> [Given task]
Take the line that contains "Provide an outline for every instance of the **wicker" as the first and the last line of the material as the final one; set down exactly the lines in that span.

> [Supplied material]

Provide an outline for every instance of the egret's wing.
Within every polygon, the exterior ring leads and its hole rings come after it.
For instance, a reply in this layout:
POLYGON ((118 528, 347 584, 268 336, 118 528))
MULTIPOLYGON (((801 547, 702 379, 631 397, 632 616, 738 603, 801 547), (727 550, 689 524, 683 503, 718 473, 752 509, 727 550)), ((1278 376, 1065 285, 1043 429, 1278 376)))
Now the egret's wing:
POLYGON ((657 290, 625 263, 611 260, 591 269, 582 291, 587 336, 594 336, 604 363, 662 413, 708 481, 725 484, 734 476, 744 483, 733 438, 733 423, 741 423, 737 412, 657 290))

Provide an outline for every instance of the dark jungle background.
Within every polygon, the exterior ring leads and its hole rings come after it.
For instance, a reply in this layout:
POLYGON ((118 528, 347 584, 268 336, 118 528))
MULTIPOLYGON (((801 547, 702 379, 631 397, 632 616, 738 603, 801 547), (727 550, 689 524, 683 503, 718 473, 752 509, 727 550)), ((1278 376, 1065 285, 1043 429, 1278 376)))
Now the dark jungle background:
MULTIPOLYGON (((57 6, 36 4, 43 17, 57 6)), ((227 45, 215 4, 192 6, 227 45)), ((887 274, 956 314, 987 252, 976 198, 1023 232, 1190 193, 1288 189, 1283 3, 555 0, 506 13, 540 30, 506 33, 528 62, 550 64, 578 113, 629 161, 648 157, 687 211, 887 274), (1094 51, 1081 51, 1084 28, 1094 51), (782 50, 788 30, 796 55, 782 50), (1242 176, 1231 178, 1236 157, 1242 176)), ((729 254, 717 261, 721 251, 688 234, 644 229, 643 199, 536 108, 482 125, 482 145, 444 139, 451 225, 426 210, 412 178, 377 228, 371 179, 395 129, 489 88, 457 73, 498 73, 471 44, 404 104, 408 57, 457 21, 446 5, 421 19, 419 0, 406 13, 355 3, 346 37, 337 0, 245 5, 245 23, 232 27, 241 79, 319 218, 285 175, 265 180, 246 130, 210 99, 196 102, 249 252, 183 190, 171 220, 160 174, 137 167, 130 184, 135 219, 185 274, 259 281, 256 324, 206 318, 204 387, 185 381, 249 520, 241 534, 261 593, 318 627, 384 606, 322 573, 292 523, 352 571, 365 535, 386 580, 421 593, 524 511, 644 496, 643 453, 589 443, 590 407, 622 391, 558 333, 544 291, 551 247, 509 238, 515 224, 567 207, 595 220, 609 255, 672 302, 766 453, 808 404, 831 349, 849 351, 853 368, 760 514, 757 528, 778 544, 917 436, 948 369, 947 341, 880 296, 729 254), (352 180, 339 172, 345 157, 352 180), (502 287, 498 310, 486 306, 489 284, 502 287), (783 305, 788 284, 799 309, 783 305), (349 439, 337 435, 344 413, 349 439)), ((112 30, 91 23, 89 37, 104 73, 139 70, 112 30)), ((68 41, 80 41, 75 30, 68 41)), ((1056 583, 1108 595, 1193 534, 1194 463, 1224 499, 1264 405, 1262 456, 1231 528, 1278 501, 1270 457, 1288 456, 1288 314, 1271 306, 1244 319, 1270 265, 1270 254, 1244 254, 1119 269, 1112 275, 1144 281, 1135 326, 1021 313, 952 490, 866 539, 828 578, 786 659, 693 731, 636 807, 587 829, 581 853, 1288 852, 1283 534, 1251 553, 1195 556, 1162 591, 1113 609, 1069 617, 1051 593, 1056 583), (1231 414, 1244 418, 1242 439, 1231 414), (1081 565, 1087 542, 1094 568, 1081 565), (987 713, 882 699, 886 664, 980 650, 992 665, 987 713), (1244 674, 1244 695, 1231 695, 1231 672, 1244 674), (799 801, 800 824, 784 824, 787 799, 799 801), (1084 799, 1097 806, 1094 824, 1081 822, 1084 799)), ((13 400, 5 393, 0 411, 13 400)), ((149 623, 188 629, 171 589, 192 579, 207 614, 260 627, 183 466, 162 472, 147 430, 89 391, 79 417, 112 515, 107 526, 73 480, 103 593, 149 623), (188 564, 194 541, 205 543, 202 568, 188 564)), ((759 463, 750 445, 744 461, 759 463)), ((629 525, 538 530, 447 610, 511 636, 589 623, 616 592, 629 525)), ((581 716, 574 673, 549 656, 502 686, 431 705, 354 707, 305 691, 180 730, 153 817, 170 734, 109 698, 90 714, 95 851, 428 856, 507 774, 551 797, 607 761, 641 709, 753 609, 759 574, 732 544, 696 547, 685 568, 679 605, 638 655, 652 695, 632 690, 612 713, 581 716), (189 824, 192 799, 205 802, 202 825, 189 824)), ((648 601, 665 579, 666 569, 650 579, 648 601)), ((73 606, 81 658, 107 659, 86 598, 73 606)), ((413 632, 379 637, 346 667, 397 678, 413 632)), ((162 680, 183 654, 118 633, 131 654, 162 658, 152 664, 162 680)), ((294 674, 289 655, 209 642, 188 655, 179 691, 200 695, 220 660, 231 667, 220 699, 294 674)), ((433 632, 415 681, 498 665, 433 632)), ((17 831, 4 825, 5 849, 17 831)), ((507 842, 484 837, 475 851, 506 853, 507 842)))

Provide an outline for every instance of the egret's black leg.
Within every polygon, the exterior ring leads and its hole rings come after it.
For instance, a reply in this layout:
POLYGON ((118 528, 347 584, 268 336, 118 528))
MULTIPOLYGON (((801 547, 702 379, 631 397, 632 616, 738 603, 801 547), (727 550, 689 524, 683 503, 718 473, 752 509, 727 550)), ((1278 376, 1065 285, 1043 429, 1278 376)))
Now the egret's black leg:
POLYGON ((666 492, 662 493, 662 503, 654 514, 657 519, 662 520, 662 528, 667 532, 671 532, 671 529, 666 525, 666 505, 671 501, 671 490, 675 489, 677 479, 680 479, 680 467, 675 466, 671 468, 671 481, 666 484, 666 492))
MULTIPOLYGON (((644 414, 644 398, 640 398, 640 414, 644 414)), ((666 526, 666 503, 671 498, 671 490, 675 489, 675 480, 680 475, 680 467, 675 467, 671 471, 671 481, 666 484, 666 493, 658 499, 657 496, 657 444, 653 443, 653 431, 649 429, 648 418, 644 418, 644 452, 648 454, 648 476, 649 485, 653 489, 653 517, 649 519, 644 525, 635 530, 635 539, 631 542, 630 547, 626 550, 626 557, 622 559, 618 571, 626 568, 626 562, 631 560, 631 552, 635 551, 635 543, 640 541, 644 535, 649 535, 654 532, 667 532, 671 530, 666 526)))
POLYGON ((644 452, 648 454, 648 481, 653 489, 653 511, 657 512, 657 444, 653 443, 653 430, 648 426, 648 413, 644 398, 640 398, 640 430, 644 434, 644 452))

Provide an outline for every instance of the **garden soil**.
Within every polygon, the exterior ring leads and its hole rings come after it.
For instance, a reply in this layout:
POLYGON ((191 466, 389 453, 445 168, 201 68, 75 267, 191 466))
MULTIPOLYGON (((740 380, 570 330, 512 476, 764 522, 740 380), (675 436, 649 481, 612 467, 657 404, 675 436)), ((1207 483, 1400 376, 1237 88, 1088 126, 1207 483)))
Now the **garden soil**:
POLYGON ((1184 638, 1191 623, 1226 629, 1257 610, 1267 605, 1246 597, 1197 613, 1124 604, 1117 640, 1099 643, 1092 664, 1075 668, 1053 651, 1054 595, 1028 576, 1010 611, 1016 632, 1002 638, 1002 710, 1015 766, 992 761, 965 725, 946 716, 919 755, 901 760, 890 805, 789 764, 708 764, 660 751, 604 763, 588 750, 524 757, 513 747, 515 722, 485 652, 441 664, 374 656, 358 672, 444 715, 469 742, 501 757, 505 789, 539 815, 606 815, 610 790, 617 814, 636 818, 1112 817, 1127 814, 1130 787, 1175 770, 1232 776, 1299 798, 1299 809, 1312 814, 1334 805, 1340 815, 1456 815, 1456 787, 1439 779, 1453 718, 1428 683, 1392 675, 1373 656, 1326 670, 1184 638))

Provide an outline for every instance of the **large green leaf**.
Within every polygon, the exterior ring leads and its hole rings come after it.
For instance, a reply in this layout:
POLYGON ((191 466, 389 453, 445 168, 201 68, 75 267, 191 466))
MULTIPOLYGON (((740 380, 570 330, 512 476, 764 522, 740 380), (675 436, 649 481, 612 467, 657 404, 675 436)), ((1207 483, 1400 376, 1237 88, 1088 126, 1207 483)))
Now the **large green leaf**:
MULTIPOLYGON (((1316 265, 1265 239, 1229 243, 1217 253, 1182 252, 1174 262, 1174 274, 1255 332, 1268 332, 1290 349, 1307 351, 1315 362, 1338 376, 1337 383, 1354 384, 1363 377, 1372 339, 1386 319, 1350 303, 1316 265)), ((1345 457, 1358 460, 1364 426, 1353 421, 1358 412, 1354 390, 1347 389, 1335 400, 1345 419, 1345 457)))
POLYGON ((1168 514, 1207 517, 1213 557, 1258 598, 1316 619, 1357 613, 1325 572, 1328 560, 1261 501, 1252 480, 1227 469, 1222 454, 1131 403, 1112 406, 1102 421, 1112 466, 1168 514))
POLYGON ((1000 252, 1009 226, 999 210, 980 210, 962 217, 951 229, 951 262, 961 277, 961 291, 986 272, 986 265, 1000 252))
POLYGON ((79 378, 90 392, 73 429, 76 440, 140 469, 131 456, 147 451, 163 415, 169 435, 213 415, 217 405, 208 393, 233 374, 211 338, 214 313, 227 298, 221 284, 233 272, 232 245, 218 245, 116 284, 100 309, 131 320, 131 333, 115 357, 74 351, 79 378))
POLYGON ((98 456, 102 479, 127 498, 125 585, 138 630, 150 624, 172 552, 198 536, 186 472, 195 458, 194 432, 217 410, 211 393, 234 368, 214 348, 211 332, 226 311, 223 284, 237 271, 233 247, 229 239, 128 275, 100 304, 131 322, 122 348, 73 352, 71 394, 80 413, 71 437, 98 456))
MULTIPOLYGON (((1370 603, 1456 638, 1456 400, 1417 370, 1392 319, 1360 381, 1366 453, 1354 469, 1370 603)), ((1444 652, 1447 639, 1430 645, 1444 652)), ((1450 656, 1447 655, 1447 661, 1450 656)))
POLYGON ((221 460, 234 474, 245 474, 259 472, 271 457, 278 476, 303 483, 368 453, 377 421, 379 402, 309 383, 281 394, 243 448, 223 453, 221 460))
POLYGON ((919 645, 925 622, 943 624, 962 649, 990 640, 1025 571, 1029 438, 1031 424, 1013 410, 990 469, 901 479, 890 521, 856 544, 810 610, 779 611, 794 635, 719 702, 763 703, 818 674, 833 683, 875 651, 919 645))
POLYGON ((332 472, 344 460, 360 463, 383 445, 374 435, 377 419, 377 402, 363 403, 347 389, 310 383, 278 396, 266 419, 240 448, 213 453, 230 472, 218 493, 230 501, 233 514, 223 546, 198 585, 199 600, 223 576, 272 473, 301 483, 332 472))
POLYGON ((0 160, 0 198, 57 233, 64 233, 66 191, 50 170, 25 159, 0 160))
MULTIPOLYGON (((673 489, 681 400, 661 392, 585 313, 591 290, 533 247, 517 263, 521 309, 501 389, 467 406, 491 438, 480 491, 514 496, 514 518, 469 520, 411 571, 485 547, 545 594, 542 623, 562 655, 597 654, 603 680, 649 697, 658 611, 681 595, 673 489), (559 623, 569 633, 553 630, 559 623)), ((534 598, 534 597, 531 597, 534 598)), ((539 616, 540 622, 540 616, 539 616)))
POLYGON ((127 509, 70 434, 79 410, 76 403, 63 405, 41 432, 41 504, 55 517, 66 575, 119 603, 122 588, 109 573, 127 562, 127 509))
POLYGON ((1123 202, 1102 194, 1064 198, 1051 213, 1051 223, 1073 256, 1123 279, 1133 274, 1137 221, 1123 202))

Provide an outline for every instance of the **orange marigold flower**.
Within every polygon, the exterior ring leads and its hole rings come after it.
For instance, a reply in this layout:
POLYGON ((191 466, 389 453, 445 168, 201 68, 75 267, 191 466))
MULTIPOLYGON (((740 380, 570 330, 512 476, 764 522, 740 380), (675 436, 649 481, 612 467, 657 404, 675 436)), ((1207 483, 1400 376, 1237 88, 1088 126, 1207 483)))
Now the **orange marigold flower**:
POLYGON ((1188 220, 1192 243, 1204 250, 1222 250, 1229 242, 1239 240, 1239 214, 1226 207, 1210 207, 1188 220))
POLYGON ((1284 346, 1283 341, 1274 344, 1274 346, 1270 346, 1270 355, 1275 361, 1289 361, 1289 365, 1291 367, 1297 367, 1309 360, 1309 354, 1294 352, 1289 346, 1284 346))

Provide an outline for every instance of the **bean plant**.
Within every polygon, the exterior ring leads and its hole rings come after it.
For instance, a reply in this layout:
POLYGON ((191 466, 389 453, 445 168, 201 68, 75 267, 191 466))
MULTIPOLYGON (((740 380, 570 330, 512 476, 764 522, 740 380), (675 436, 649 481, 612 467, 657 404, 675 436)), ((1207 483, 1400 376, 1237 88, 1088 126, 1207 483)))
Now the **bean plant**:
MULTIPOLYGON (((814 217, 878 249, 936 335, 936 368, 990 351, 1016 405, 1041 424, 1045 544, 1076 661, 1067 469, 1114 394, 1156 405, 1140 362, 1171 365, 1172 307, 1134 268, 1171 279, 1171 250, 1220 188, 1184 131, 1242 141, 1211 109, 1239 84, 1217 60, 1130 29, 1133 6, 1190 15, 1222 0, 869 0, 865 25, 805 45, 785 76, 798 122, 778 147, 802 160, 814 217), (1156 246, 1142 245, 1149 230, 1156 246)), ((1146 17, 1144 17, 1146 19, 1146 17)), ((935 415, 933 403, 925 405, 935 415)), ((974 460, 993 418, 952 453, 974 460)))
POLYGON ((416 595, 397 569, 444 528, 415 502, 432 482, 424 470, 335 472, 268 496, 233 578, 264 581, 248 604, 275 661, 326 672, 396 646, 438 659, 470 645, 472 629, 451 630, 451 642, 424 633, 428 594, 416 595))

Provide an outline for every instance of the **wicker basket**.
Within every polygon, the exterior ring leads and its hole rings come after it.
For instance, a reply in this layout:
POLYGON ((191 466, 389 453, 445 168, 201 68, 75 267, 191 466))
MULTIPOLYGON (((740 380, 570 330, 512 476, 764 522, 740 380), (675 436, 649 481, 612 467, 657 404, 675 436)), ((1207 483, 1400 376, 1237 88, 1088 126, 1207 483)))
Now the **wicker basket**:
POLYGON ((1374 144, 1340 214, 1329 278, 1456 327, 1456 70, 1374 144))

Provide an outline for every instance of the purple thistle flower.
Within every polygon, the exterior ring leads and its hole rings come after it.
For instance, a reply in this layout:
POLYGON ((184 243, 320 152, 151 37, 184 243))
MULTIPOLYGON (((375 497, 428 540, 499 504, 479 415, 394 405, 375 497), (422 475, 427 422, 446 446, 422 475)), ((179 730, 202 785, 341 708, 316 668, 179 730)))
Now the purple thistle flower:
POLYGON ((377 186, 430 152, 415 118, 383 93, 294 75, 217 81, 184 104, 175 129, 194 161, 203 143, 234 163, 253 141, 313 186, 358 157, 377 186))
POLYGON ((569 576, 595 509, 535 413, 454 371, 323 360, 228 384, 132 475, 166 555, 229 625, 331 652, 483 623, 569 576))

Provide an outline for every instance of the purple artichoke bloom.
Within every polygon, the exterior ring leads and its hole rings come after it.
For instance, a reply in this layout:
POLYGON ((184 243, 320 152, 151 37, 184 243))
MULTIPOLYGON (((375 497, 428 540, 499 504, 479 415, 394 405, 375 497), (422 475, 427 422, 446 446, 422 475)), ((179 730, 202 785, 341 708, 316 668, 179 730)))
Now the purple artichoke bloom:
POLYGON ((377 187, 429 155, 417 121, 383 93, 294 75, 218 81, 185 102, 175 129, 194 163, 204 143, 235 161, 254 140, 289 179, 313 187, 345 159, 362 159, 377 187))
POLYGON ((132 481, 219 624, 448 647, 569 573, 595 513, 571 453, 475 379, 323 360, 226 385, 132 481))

> [Written response]
Provide an outline for every instance of the **wicker basket**.
Within every polygon, the exterior ring leads and its hole rings come after it.
For instance, a reply in this layout:
POLYGON ((191 466, 389 453, 445 168, 201 68, 75 267, 191 466))
MULTIPOLYGON (((740 380, 570 330, 512 476, 764 522, 740 380), (675 436, 649 481, 612 467, 657 404, 675 436)), ((1207 483, 1400 376, 1237 88, 1088 126, 1207 483)))
Now the **wicker basket**:
POLYGON ((1374 144, 1340 214, 1329 278, 1456 327, 1456 70, 1374 144))

Provide an outline for every instance of the purple thistle flower.
Within every polygon, the exterior ring leads and its hole rings come after it.
For instance, a reply in this layout:
POLYGON ((184 243, 320 152, 151 37, 184 243))
MULTIPOLYGON (((375 497, 428 540, 499 504, 479 415, 394 405, 375 497), (422 475, 427 422, 446 446, 422 475)), ((179 730, 202 785, 341 708, 316 668, 179 730)))
Now the purple thistle flower:
POLYGON ((377 186, 430 152, 415 118, 383 93, 294 75, 217 81, 184 104, 175 129, 194 161, 203 143, 234 163, 253 141, 313 186, 358 157, 377 186))
POLYGON ((569 576, 595 509, 535 413, 454 371, 323 360, 228 384, 132 475, 166 555, 229 625, 331 652, 483 623, 569 576))

Provide an outline for every instance of the purple artichoke bloom.
Within every polygon, the exterior ring leads and its hole rings come after it.
For instance, a reply in this layout:
POLYGON ((184 243, 320 152, 151 37, 184 243))
MULTIPOLYGON (((375 497, 428 540, 499 504, 479 415, 394 405, 375 497), (422 475, 427 422, 446 446, 422 475)), ((179 730, 202 785, 341 708, 316 668, 179 730)))
Now the purple artichoke bloom:
POLYGON ((377 187, 429 155, 417 121, 383 93, 294 75, 218 81, 185 102, 175 129, 194 163, 204 143, 235 161, 254 140, 289 179, 313 187, 345 159, 362 159, 377 187))
POLYGON ((132 481, 219 624, 448 647, 569 573, 595 513, 571 453, 475 379, 323 360, 226 385, 132 481))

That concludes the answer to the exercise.